-- Exercise objective --
Set down exactly the stretch of lines below that opens at the line containing "the white logo" and continues through the last line of the entries, and nothing else.

-- Input material --
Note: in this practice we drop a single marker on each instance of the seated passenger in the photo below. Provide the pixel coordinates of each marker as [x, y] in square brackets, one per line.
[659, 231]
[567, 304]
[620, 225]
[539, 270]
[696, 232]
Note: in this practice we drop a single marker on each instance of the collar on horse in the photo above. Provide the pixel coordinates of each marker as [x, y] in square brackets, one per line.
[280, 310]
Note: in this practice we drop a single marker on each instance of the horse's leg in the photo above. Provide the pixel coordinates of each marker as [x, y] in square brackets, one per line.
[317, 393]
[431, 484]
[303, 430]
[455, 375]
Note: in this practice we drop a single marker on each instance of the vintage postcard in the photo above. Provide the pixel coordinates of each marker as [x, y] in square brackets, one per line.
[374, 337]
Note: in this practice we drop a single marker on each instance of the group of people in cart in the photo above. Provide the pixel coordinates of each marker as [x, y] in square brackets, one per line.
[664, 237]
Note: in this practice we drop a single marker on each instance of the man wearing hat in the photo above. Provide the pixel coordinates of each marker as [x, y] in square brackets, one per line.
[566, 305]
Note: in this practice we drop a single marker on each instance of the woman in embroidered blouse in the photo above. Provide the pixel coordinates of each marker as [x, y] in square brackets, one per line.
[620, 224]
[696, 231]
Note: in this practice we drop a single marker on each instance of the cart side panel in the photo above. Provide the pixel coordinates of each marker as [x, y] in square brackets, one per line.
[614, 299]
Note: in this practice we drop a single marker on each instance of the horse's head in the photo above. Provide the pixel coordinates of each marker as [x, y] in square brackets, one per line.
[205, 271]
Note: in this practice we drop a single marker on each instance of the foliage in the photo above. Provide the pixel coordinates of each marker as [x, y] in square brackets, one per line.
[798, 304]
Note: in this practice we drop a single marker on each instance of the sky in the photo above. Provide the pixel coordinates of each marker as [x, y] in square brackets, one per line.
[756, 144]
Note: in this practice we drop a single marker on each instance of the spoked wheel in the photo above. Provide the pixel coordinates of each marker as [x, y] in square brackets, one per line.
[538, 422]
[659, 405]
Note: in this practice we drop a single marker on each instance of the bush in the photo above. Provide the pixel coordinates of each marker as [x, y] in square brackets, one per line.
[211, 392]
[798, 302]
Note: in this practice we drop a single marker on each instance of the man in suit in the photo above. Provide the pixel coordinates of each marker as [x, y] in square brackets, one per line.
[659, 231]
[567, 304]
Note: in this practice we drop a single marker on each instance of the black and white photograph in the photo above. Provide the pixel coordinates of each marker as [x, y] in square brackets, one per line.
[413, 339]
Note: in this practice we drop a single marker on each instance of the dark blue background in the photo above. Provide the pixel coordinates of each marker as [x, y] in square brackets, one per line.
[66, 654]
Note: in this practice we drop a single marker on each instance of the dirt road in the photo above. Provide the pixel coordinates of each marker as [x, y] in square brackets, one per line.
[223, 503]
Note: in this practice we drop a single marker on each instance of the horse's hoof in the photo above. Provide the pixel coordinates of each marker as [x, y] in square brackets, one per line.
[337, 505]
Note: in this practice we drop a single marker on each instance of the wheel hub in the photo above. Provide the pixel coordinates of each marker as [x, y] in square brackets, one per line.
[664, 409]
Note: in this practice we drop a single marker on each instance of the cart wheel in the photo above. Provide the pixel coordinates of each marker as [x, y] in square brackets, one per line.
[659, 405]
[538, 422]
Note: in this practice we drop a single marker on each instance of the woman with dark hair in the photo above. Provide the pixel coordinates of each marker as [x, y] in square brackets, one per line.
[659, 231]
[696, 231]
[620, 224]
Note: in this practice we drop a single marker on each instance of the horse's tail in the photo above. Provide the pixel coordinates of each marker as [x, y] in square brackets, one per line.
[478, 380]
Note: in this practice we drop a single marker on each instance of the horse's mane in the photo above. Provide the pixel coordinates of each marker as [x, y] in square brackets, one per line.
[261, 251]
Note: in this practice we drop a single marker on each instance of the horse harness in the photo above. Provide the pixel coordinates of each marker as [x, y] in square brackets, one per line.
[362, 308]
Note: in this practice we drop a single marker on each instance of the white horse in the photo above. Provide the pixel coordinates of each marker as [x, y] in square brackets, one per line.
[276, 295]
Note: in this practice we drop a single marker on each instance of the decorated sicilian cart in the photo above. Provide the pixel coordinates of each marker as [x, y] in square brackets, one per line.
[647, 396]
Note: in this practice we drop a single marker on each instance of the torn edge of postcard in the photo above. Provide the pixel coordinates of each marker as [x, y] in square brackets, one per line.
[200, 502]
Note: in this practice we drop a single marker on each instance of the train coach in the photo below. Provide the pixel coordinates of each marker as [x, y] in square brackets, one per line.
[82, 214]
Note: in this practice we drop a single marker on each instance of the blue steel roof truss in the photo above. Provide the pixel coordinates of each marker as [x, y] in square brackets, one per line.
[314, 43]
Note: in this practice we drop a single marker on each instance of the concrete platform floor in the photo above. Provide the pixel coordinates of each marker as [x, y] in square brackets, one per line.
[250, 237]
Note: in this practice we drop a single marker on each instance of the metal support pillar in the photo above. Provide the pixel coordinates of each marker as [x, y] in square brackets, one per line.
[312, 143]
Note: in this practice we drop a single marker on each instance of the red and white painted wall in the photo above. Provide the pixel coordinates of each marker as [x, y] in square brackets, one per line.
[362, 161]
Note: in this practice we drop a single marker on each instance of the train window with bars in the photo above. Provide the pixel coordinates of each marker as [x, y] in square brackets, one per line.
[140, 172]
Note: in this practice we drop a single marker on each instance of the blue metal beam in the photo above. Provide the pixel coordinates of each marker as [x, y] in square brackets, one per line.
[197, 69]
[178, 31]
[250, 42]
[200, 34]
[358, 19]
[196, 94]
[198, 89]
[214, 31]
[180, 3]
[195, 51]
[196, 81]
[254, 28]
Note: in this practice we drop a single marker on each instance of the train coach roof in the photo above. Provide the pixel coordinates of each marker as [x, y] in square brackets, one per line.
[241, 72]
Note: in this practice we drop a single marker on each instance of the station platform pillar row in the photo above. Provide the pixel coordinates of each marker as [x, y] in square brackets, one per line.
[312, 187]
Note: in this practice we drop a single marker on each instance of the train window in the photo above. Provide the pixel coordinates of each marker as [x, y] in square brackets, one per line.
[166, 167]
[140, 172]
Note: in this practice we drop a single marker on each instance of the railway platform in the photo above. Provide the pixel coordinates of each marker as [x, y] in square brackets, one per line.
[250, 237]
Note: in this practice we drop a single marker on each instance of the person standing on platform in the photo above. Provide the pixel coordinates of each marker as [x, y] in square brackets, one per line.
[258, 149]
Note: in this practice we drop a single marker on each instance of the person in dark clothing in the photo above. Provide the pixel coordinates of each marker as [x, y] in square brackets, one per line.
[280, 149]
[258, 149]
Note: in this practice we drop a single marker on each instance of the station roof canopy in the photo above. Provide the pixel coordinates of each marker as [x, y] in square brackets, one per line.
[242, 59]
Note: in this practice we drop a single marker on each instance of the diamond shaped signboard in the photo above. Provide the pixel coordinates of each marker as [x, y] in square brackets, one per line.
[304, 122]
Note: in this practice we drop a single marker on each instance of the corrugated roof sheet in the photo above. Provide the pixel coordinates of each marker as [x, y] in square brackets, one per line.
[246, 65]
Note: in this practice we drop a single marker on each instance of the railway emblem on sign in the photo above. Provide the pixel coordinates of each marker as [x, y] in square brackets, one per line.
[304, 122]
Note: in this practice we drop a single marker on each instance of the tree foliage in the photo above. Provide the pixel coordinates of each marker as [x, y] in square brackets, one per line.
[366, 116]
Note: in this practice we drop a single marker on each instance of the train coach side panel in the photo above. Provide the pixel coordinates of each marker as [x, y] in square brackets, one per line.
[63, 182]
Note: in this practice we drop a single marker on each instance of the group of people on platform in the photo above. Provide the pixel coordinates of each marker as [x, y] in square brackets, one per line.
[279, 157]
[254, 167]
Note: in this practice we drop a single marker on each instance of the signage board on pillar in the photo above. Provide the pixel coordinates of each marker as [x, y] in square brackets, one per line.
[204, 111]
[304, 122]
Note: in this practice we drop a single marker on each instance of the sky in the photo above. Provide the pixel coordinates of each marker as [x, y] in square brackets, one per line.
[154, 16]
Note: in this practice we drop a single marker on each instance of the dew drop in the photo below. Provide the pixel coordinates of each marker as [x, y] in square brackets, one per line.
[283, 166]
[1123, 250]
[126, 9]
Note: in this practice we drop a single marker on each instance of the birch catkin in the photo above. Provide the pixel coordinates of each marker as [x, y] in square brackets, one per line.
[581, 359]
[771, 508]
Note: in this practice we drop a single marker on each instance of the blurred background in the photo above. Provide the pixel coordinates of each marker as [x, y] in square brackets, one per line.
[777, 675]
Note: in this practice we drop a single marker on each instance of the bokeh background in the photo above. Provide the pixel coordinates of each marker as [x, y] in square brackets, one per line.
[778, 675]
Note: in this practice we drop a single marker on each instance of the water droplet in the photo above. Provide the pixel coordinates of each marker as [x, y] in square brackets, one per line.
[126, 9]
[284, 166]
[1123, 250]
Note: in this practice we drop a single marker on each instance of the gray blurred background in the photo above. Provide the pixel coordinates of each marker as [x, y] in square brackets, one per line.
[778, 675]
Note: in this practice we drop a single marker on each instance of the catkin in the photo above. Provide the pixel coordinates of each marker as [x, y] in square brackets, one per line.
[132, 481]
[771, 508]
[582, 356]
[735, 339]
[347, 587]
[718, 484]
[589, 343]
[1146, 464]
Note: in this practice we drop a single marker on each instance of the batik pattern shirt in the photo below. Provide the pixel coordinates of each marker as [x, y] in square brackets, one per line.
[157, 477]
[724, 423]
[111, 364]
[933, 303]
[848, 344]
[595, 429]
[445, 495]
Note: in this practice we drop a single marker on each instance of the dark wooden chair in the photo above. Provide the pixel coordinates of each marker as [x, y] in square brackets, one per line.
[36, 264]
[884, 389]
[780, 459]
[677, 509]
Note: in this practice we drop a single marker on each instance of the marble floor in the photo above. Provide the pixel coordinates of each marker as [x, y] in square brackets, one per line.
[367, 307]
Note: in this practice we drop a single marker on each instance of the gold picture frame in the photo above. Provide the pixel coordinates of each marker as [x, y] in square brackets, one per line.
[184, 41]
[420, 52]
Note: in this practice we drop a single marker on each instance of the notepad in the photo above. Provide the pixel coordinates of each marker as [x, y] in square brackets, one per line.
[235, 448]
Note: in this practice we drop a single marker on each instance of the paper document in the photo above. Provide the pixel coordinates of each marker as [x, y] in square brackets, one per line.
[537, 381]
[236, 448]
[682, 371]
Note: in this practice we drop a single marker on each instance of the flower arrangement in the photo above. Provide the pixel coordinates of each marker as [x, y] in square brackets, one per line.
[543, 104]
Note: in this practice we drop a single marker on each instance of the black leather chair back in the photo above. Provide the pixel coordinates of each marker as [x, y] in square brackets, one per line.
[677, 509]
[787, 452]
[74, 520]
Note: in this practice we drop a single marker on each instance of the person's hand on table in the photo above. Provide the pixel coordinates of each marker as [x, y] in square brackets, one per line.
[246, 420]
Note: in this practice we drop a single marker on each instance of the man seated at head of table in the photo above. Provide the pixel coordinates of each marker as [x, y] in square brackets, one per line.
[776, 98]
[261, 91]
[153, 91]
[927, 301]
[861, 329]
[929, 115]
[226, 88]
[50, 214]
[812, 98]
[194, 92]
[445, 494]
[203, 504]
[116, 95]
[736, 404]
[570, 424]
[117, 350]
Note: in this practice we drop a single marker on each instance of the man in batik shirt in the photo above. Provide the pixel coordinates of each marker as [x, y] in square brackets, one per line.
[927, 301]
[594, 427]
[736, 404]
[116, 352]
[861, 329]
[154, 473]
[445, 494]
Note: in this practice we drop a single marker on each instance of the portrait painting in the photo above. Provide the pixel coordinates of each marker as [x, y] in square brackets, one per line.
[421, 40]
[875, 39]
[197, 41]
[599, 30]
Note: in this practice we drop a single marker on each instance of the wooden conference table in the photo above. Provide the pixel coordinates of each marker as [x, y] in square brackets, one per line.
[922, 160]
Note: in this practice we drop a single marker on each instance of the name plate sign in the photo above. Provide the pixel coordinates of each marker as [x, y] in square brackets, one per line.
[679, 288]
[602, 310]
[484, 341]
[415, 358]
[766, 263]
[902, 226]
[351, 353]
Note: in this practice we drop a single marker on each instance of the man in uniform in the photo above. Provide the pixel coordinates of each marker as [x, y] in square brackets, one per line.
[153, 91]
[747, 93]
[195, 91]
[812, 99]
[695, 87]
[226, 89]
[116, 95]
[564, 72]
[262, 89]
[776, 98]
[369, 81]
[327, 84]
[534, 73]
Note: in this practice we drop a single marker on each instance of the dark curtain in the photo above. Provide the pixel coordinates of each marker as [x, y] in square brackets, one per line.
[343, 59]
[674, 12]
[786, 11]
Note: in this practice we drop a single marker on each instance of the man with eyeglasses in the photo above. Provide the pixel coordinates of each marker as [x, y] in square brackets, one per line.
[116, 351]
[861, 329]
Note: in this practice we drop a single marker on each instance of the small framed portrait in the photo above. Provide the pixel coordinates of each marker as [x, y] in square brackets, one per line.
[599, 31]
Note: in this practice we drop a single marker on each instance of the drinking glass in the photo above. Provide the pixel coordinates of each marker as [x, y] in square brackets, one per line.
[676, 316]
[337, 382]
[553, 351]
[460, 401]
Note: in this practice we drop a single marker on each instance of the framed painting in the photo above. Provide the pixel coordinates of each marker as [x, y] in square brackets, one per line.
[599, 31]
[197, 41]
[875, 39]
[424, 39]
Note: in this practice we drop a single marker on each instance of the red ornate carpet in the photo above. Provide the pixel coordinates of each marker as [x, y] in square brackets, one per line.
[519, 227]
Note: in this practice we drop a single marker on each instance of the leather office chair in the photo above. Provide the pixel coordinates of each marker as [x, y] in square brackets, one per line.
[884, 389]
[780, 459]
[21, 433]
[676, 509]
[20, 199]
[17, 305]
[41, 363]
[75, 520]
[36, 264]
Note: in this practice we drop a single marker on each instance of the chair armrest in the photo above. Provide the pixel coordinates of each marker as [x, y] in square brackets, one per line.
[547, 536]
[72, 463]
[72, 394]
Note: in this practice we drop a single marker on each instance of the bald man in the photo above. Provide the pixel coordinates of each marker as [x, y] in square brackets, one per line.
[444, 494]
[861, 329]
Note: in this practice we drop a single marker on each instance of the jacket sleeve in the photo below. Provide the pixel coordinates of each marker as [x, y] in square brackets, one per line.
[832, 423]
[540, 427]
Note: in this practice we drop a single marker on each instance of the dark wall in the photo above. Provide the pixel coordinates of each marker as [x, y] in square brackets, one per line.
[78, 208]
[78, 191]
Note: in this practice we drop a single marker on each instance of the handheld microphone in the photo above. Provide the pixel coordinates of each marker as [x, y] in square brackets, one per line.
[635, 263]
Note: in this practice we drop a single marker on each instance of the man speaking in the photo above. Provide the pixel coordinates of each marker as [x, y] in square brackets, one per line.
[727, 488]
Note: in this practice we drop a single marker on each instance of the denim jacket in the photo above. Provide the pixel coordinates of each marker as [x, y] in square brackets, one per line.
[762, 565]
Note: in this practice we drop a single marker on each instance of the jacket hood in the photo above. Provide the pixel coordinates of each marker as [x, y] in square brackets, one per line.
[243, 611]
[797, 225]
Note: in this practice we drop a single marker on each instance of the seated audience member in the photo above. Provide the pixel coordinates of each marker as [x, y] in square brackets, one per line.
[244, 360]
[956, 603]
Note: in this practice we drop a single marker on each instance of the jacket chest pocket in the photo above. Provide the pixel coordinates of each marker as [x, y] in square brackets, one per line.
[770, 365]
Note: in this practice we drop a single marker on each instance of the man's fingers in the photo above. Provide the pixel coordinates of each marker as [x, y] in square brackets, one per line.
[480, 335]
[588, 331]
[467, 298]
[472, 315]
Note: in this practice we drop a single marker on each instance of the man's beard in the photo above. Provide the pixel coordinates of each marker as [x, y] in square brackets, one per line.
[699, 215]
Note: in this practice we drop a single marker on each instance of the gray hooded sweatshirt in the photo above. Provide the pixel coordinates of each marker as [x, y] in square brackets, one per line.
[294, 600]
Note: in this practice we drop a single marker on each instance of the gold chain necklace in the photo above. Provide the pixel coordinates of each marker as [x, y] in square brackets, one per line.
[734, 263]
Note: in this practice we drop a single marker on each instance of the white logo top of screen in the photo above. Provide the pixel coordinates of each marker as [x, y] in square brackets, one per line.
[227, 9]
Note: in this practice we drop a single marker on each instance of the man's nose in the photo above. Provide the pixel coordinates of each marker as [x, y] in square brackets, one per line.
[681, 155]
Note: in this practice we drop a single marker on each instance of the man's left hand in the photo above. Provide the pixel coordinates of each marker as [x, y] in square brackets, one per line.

-- Answer for this exercise --
Note: in this practice we drop a single marker on each instance of the white logo top of screen in the photo above. Provide the pixel coordinates of each marker as [x, y] in square brackets, one per line.
[227, 9]
Note: in this practice we drop a single marker on each instance of the man's nose in the photo above. Provide the pixel coordinates of each marker as [x, y] in square brackets, one per line.
[681, 155]
Note: in this practice we drop a single marker on each instance of the man's left hand in the photo above. Provide the pixel coordinates of each marker as [x, y] in square brackets, one per line.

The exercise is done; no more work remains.